Word for word, copy all the data and drop the pictures.

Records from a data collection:
==*==

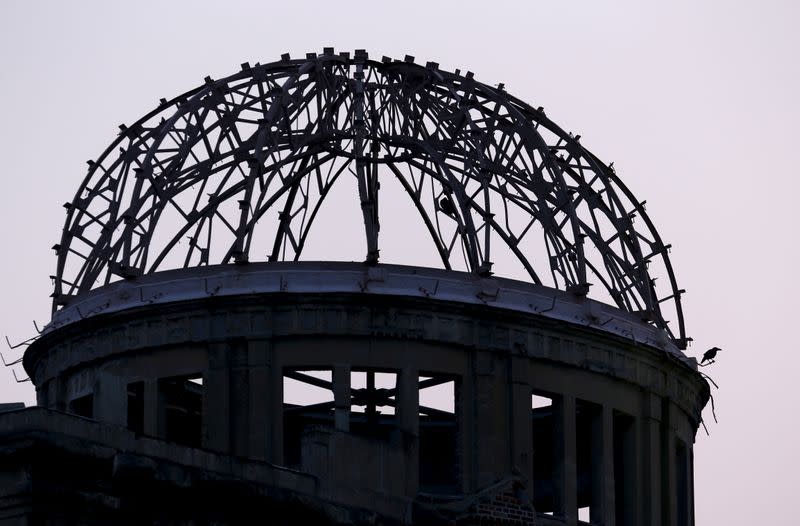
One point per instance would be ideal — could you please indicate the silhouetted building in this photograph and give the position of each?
(197, 371)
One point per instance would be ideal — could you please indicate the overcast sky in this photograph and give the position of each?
(695, 103)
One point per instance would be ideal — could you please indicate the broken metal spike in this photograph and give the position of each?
(28, 379)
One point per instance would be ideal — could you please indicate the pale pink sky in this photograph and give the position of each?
(695, 102)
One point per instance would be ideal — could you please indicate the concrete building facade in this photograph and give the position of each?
(293, 392)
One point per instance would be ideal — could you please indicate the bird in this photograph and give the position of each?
(446, 206)
(710, 354)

==*==

◆ **SOLUTION TO THIS PROBLEM**:
One point per instance would be ideal — could you please indicate the silhouetted building in this photograph and give the position of each?
(197, 371)
One point per instance would be ideal — could you please indicate the overcast sky in this photograph and give the position of each?
(695, 103)
One point per instance would be ideal — could you please indicate the broken metal spike in this photograph and give the position of each?
(28, 379)
One point per instance would be ideal — could you please indicate the pale pink sky in this photograph and give the position of each?
(695, 102)
One point per instance would be ideal — could you please indicate the concrete building facade in this photograph and give the position of each?
(293, 392)
One point per instance would be ideal — could you please indicate the bird in this photograph and give the position of each?
(446, 206)
(710, 354)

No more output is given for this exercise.